## WORK TO BE COMPLETED:
Reproduce every row below word for word, leaving the pictures out of your answer.

[INPUT FOR THIS TASK start]

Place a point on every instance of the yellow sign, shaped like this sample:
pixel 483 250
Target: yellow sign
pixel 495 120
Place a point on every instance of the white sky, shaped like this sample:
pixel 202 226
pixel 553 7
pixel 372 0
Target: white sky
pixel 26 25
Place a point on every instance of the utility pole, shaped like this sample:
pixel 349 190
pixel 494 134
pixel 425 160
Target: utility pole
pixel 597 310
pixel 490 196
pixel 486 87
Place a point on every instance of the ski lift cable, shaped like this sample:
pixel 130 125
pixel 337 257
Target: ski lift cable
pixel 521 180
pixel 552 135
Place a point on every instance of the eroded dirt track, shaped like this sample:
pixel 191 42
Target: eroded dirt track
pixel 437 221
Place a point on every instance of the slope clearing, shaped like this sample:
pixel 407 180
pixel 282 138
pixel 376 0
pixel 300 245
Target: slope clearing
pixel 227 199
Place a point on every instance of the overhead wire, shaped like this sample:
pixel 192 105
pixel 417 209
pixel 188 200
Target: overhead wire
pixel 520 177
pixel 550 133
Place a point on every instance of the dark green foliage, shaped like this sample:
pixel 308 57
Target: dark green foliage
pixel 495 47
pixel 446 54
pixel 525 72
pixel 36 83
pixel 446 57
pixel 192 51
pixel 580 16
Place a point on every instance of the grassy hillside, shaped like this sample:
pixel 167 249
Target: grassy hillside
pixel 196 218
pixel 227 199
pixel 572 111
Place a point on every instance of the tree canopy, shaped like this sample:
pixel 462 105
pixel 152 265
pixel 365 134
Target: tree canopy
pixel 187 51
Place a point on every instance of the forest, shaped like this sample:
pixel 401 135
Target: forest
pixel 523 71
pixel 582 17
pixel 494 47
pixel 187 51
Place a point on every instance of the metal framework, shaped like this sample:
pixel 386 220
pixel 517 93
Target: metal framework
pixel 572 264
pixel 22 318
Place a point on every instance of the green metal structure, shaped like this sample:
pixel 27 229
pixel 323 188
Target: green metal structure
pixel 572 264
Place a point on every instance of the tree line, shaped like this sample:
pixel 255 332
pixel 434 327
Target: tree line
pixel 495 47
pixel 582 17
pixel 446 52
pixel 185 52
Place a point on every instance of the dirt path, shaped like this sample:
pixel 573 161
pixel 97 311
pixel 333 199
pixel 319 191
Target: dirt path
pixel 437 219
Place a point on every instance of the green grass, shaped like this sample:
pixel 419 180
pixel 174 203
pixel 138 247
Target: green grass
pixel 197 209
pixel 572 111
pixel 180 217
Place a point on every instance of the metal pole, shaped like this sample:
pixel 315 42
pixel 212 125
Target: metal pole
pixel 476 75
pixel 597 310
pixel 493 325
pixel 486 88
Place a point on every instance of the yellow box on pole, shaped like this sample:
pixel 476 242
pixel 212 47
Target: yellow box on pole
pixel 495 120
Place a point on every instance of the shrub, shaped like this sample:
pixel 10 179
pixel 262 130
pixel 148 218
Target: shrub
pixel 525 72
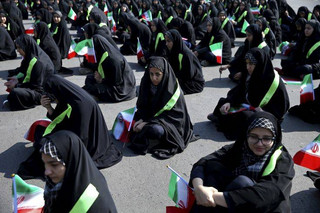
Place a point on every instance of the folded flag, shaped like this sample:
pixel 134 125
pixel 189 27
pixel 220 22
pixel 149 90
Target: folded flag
pixel 180 193
pixel 29 135
pixel 30 30
pixel 72 15
pixel 122 125
pixel 306 90
pixel 216 49
pixel 309 156
pixel 139 50
pixel 72 53
pixel 255 10
pixel 86 49
pixel 147 16
pixel 244 26
pixel 26 197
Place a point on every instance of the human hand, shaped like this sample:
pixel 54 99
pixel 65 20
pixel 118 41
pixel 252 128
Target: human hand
pixel 11 83
pixel 204 195
pixel 224 109
pixel 98 77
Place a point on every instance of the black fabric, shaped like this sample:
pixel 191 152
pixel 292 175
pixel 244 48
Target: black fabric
pixel 270 193
pixel 27 95
pixel 175 122
pixel 61 37
pixel 119 83
pixel 219 36
pixel 47 44
pixel 86 120
pixel 80 172
pixel 252 92
pixel 7 48
pixel 190 75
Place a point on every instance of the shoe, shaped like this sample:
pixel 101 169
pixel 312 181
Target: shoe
pixel 204 63
pixel 212 118
pixel 84 71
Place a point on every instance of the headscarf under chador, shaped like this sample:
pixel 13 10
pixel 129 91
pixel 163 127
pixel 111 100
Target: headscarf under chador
pixel 81 173
pixel 175 122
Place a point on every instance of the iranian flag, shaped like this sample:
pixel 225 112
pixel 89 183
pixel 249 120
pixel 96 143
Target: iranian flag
pixel 147 16
pixel 72 53
pixel 216 49
pixel 242 107
pixel 139 50
pixel 30 30
pixel 306 90
pixel 122 124
pixel 244 26
pixel 105 9
pixel 86 49
pixel 72 15
pixel 180 193
pixel 309 156
pixel 29 135
pixel 26 197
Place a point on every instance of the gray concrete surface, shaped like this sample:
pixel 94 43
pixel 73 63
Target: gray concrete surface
pixel 140 183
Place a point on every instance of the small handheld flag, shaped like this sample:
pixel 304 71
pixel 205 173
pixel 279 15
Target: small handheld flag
pixel 309 156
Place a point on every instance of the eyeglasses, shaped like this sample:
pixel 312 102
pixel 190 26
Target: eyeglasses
pixel 254 139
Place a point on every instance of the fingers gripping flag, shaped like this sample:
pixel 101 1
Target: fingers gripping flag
pixel 26 197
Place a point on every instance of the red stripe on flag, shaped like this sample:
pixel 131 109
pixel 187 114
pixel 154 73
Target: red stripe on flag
pixel 307 160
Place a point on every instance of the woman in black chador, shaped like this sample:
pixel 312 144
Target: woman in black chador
pixel 254 174
pixel 70 173
pixel 7 48
pixel 253 90
pixel 113 80
pixel 26 84
pixel 184 63
pixel 44 39
pixel 163 125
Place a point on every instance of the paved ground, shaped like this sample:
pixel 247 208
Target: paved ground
pixel 140 183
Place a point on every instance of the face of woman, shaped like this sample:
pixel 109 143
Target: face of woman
pixel 54 169
pixel 56 19
pixel 250 67
pixel 169 43
pixel 308 30
pixel 209 27
pixel 155 76
pixel 153 27
pixel 260 140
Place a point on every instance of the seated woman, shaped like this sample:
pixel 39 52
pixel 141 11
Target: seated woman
pixel 184 63
pixel 7 48
pixel 253 90
pixel 305 58
pixel 163 125
pixel 254 39
pixel 71 174
pixel 254 174
pixel 44 39
pixel 26 84
pixel 214 35
pixel 227 26
pixel 113 79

[INPUT FOR THIS TASK end]

## RESPONSE FOR THIS EXERCISE:
Place a point on every instance of the yellow sign, shaped like this sample:
pixel 483 250
Target: yellow sign
pixel 495 120
Place a point on every instance of the white sky, shaped like this sample:
pixel 202 226
pixel 553 7
pixel 372 0
Target: white sky
pixel 26 25
Place a point on every instance of the utility pole, shaped like this sample:
pixel 349 190
pixel 494 134
pixel 425 160
Target: utility pole
pixel 597 310
pixel 490 196
pixel 486 87
Place a point on every instance of the ski lift cable, shaped like this sample:
pixel 130 125
pixel 337 257
Target: ski lift cable
pixel 521 180
pixel 552 135
Place a point on every instance of the eroded dirt track, shaped like this sample:
pixel 191 42
Target: eroded dirt track
pixel 437 221
Place a point on every instance of the slope clearing, shaped like this sample:
pixel 407 180
pixel 282 138
pixel 376 0
pixel 300 245
Target: slope clearing
pixel 227 199
Place a point on every instance of the overhead wire, shaped like this sample:
pixel 192 105
pixel 417 209
pixel 188 200
Target: overhead wire
pixel 520 177
pixel 550 133
Place a point on every instance of the dark green foliage, shaped like this sample:
pixel 308 57
Target: dark green foliage
pixel 495 47
pixel 446 54
pixel 525 72
pixel 36 83
pixel 446 57
pixel 192 51
pixel 580 16
Place a point on every instance of the grassy hillside, shaped like this sample:
pixel 167 249
Target: grassy hillside
pixel 196 218
pixel 227 199
pixel 572 111
Place a point on every instance of the tree canopy, shaped like this sample:
pixel 462 105
pixel 152 265
pixel 365 134
Target: tree canopy
pixel 187 51
Place a point on every instance of the forest, shaped like this sample:
pixel 401 135
Target: forest
pixel 523 71
pixel 582 17
pixel 494 47
pixel 187 51
Place a point on every instance of the metal framework, shaped like this sample:
pixel 386 220
pixel 517 93
Target: metal framework
pixel 572 264
pixel 22 318
Place a point on every instance of the green metal structure, shaped like this sample:
pixel 27 229
pixel 323 188
Target: green metal structure
pixel 572 264
Place a point on every instance of the tree line, shaped like this sample:
pixel 255 332
pixel 434 327
Target: tree line
pixel 495 47
pixel 582 17
pixel 446 52
pixel 185 52
Place a point on every instance of the dirt path, shaped like this sample:
pixel 573 161
pixel 97 311
pixel 333 199
pixel 319 191
Target: dirt path
pixel 437 219
Place a point on every instance of the green grass, shaped like this sample:
pixel 419 180
pixel 174 203
pixel 138 247
Target: green grass
pixel 197 209
pixel 572 111
pixel 180 217
Place a point on every instance of the metal pole, shaped like this sample:
pixel 315 42
pixel 212 125
Target: metal pole
pixel 476 75
pixel 597 310
pixel 493 325
pixel 486 88
Place a point on every instance of the yellow box on pole, shaped like this sample:
pixel 476 242
pixel 212 47
Target: yellow box on pole
pixel 495 120
Place a point on every instance of the shrub, shaped like this sample:
pixel 10 179
pixel 262 130
pixel 148 218
Target: shrub
pixel 525 72
Place a point on every instance of the folded flag, shaped like this sample:
pixel 134 125
pixel 189 27
pixel 220 22
pixel 149 90
Target: folded flag
pixel 180 193
pixel 29 135
pixel 30 30
pixel 72 15
pixel 122 125
pixel 306 90
pixel 216 49
pixel 309 156
pixel 139 50
pixel 72 53
pixel 255 10
pixel 86 49
pixel 147 16
pixel 244 26
pixel 26 197
Place a point on every instance of the human hand, shaped like this sample:
pixel 54 99
pixel 65 20
pixel 118 41
pixel 252 128
Target: human hand
pixel 11 83
pixel 204 195
pixel 224 109
pixel 98 77
Place a point on every instance of the black fabric, shaped like this sample:
pixel 191 152
pixel 292 175
pixel 244 48
Target: black fabric
pixel 270 193
pixel 27 95
pixel 175 122
pixel 61 37
pixel 119 83
pixel 219 36
pixel 47 44
pixel 86 120
pixel 80 172
pixel 252 92
pixel 7 48
pixel 190 75
Place a point on every instance of the shoe, shaped like this sample:
pixel 101 169
pixel 312 181
Target: shoe
pixel 204 63
pixel 212 118
pixel 84 71
Place a point on every instance of the headscarf under chador, shaped like this sample:
pixel 13 10
pixel 129 91
pixel 163 127
pixel 111 100
Target: headscarf under chador
pixel 81 173
pixel 175 122
Place a point on every instance of the iranian flag, shaped like this sample:
pixel 225 112
pixel 89 183
pixel 249 120
pixel 96 143
Target: iranian flag
pixel 147 16
pixel 72 53
pixel 216 49
pixel 242 107
pixel 139 50
pixel 30 30
pixel 306 90
pixel 122 124
pixel 244 26
pixel 105 9
pixel 86 49
pixel 72 15
pixel 180 193
pixel 309 156
pixel 29 135
pixel 26 197
Place a point on every instance of the gray concrete surface, shaped like this sample:
pixel 94 43
pixel 73 63
Target: gray concrete surface
pixel 140 183
Place a point on every instance of the small handheld flag, shaped like this sample:
pixel 304 71
pixel 205 173
pixel 279 15
Target: small handheld flag
pixel 309 156
Place a point on every instance of the eyeglasses, shaped like this sample:
pixel 312 102
pixel 190 26
Target: eyeglasses
pixel 254 139
Place a point on every instance of the fingers gripping flag, shaped like this sample:
pixel 101 1
Target: fingers gripping flag
pixel 26 197
Place a point on every instance of the red stripe on flag, shaped like this sample:
pixel 131 109
pixel 187 114
pixel 154 73
Target: red stripe on flag
pixel 307 160
Place a point on every instance of the woman in black chador, shaped like this sample:
pixel 312 144
Target: woman in black chador
pixel 254 174
pixel 70 173
pixel 7 48
pixel 253 90
pixel 113 80
pixel 26 84
pixel 184 63
pixel 44 39
pixel 163 125
Place a point on every instance of the paved ground, shaped like this sample:
pixel 247 208
Target: paved ground
pixel 140 183
Place a point on every instance of the face of woman, shaped like this sample:
pixel 109 143
Target: face of woman
pixel 54 169
pixel 56 19
pixel 250 67
pixel 169 43
pixel 308 30
pixel 209 27
pixel 155 76
pixel 153 27
pixel 260 140
Place a point on every instance of the seated woman, shaped like this sample:
pixel 39 52
pixel 141 11
Target: seated woman
pixel 184 63
pixel 7 48
pixel 253 90
pixel 305 58
pixel 163 125
pixel 254 39
pixel 71 174
pixel 254 174
pixel 44 39
pixel 26 84
pixel 214 35
pixel 227 26
pixel 113 79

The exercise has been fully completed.